● **ANFORDERUNGEN**
A) Nenne alle Internetdienste, die im Interview mit Hubertus Heil namentlich erwähnt werden.
B) Setze das Interview mit Hubertus Heil bitte im Anschluss an seinen letzten Satz fort.

● **QUELLENAUSZUG**
Hubertus Heil im Interview "Wir brauchen einen Good-Internet-Kodex"

Düsseldorf (RPO). Hubertus Heil ist SPD-Generalsekretär und im Team Steinmeier zuständig für neue Medien. Wir haben mit dem Niedersachsen darüber gesprochen, wie er das Internet nutzt und wie die SPD zu politischen Themen das Netz betreffend steht.

 Hubertus Heil lehnt eine Zusammenarbeit mit der Linkspartei ab.

Hubertus Heil lehnt eine Zusammenarbeit mit der Linkspartei ab.

Foto: ddp

Herr Heil, sie sorgten im vergangenen Jahr ja für Furore, weil sie als einer der wenigen deutschen Politiker aus dem US-Wahlkampf twitterten und insbesondere die Frau von Barack Obama bewunderten. Viele fanden das peinlich. Was sagen Sie dazu?

Heil: Ich fand gut, dass wir das mal ausprobiert haben. Ich war einer der ersten, der auch Twitter als Mikroblog eingesetzt hat. Inzwischen twittern alle. Wenn man mal was Neues wagt, gibt's auch Häme, aber ich steh dazu.

Sie sind auch bei Facebook, stellen Fotos bei Flickr ein, welche Form der Kommunikation ist am effektivsten?

Heil: Ich glaube, das Wichtigste ist die Substanz. Egal, wie gut man im Auftritt ist, es geht nicht nur um das Medium und die Performance, sondern um Content, d.h. klare Inhalte. Es gibt nichts Überzeugenderes als Überzeugung und klare Konzepte. Das gilt online und offline.

● **DATEN**
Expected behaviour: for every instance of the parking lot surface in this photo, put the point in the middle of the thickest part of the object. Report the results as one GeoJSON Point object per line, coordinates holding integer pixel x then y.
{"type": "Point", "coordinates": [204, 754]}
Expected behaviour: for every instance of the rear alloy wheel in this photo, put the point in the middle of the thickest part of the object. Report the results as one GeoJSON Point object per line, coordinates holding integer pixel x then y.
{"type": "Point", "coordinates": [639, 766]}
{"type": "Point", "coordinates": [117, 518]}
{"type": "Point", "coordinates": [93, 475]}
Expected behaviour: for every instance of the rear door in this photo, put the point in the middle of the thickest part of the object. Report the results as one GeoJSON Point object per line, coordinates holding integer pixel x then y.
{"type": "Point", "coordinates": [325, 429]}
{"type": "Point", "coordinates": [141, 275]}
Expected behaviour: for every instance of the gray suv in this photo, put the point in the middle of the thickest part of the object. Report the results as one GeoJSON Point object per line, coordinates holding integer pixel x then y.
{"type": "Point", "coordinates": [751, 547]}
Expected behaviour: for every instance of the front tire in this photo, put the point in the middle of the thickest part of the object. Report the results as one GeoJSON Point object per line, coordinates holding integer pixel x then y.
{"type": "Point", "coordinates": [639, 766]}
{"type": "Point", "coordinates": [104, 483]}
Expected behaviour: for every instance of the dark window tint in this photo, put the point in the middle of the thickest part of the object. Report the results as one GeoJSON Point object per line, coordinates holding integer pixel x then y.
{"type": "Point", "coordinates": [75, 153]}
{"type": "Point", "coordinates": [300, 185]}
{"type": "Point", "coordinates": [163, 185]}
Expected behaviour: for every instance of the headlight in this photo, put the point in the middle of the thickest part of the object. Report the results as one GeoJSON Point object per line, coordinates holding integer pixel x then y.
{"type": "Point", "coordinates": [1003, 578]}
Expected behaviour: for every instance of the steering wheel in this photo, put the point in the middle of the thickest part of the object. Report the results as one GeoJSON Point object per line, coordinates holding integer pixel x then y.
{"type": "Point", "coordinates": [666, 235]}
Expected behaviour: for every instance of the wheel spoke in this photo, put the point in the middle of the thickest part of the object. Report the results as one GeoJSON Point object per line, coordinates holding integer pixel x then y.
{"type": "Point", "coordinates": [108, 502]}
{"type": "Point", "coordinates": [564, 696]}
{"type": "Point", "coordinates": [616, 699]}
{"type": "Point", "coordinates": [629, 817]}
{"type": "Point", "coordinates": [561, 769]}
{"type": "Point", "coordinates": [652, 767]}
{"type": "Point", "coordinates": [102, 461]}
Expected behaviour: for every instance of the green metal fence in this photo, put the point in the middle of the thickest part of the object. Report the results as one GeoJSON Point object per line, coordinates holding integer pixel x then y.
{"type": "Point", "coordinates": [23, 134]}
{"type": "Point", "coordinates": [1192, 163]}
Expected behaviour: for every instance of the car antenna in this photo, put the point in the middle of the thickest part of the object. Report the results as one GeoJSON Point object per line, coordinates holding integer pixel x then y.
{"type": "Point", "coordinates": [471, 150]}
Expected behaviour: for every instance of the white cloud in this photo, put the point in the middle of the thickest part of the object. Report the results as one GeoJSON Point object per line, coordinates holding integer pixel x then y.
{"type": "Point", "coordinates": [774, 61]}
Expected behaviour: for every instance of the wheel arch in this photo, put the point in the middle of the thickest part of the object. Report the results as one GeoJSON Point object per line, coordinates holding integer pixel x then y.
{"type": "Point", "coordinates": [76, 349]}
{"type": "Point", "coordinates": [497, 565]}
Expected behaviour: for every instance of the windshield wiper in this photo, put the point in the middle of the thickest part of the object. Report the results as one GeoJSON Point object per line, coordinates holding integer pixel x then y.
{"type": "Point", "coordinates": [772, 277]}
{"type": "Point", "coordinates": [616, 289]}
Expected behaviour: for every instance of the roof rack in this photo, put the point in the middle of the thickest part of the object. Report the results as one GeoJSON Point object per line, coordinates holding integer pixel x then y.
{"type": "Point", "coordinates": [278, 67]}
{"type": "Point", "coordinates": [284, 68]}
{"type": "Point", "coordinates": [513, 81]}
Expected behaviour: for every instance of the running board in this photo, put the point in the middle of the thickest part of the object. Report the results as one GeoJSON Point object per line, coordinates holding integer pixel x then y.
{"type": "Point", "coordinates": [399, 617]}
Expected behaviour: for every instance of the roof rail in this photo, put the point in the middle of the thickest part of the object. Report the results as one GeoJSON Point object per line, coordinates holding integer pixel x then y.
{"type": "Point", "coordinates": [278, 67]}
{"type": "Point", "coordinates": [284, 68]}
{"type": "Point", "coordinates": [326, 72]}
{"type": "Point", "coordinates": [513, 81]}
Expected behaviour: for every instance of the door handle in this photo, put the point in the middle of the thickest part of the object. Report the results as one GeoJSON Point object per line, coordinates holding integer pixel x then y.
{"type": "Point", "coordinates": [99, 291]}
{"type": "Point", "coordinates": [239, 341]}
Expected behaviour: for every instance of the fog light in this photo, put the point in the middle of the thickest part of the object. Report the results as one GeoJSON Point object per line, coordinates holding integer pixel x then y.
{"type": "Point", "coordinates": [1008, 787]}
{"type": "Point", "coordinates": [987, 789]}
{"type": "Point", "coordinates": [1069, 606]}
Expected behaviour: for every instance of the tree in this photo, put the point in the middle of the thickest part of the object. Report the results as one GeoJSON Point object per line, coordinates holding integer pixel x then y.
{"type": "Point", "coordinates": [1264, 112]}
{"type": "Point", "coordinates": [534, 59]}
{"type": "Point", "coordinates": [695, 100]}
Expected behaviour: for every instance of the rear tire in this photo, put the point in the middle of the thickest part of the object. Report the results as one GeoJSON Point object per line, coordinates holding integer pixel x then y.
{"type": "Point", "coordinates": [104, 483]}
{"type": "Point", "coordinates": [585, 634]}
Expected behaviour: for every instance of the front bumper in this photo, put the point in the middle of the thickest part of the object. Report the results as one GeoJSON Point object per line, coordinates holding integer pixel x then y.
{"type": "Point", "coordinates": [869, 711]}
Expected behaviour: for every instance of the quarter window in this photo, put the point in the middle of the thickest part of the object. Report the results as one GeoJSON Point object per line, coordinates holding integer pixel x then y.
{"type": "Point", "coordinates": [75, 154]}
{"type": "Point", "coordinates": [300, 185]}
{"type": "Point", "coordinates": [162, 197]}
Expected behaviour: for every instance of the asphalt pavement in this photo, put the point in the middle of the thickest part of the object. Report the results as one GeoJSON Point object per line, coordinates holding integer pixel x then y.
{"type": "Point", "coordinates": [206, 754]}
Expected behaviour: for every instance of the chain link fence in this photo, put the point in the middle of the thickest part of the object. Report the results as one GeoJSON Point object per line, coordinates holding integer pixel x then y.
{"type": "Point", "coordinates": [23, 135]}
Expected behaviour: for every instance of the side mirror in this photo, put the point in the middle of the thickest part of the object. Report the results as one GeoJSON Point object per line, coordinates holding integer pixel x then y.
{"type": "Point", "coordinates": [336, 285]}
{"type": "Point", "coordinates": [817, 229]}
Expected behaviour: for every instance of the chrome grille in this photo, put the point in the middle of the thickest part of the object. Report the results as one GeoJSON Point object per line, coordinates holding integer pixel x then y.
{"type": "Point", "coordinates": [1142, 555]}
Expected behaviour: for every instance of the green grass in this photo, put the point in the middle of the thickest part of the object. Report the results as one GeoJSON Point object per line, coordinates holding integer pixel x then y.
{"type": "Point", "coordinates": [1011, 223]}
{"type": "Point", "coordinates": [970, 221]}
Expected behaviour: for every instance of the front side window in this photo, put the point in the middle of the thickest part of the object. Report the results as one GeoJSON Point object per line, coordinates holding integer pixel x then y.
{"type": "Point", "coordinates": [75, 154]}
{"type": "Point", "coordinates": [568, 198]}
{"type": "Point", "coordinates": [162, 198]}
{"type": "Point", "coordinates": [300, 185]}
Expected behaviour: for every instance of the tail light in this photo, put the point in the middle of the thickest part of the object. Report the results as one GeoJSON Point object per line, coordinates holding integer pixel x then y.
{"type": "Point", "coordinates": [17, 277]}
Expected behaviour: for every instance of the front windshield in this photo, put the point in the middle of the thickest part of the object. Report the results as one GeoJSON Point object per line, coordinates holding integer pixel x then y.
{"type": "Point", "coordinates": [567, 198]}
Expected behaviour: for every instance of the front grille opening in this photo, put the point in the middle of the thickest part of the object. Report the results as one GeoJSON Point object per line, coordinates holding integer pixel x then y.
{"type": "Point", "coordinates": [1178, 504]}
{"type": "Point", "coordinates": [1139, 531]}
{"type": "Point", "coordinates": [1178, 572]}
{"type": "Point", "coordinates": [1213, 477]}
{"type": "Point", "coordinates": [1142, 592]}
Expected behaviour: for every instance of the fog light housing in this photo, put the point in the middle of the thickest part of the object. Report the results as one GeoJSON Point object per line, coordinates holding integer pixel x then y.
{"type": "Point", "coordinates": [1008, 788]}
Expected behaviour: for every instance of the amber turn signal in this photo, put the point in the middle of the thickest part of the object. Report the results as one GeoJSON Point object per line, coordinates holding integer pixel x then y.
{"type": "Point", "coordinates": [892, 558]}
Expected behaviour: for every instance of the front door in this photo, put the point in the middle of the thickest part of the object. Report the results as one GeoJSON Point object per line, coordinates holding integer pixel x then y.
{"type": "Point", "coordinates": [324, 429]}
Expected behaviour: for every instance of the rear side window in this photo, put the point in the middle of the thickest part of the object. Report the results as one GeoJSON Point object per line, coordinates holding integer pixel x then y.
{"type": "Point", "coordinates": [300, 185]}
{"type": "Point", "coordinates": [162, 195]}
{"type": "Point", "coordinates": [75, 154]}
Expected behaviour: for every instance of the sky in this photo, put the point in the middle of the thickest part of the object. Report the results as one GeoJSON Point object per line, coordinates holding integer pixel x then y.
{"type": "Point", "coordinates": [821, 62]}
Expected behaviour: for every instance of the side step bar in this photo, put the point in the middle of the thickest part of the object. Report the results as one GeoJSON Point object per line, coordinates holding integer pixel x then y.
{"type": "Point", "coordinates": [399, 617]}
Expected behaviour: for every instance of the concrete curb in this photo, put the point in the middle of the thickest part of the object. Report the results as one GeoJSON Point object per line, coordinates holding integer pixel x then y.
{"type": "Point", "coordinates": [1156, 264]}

● **ANTWORTEN**
A) Twitter, Facebook, Flickr

B)
Im Moment wird ja viel über das Internet diskutiert, insbesondere über eine Internet-Polizei. Was halten Sie davon und was wäre deren Aufgabenfeld?

Heil: Es ist schon so, dass das Bundeskriminalamt da sehr aktiv ist und Streife läuft, man kann immer darüber reden, wie gut die ausgestattet sind. Mir ist immer ganz wichtig, dass jedem klar ist: Freiheit und Recht gelten im realen Leben - im Offline-Bereich genauso wie im Online-Bereich.

Heißt, Sie halten nichts von Internet-Cops?

Heil: Es ist vollkommen vernünftig, dass sich alle Teile der Gesellschaft, auch Polizei und Strafverfolgungsbehörden, auf neue Herausforderungen einstellen, wenn es beispielsweise darum geht, dass Verbraucher über den Löffel gezogen werden — auch bei Online-Geschäften oder rechtswidrigen Inhalte. Gegen Volksverhetzung beispielsweise. Damit haben wir national nicht so ein Problem. Unser Problem ist eher, dass Server auch woanders stehen und das in anderen Ländern ein anderes Recht gilt.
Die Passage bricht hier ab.